:: Source text ::

Collected Works of Watchman Nee, The (Set 1) Vol. 12: The Spiritual Man (1), by Watchman Nee


The apostle’s struggle in Romans 7 was a struggle against the sin that dwells within the body. He said, "For sin, seizing the opportunity...deceived me...killed me...I am..sold under sin...It is no longer I that work it out, but sin that dwells in me" (vv. 11, 14, 17, 20). When believers are still fleshly, they are usually overcome by the sin dwelling within, so that they have many battles and they commit sins.

The requirements of our body may generally be classified under three categories: nourishment, procreation, and defense. Before man’s fall, these three matters were legitimate and without the contamination of sins. But after man fell and inherited the sinful nature, these matters became the media for the committing of sins. Since we need nourishment, the world makes use of eating and drinking to entice us. The first temptation that ever confronted mankind was in this very matter of food. Just as the fruit of the tree of the knowledge of good and evil ensnared Eve then, so the pleasures of eating and drinking have become sins of the flesh today. We should not take the matter of food lightly, for too often many carnal believers have stumbled in this point. It was also because of the matter of eating and drinking that the Corinthian believers caused many of the brothers to stumble (1 Cor. 8). Hence, deacons and elders of the church at that time had to overcome in the matter of food (1 Tim. 3:3, 8). Only a spiritual man knows how unprofitable it is for one to be given to eating and drinking. So, whether one eats or drinks or whatever he does, he should do it all to the glory of God.

:::

**Tasks to carry out:**
1. According to the source text, what three categories are the requirements of the body classified under?
2. Please pull out every line of the rows below that contains the word "photograph". Case counts.

:: Data shown ::

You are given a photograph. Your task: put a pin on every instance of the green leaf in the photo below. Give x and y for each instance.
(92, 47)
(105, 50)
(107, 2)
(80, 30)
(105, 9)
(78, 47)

:::

**The answers:**
1. Nourishment, procreation, and defense.

2.
You are given a photograph. Your task: put a pin on every instance of the green leaf in the photo below. Give x and y for each instance.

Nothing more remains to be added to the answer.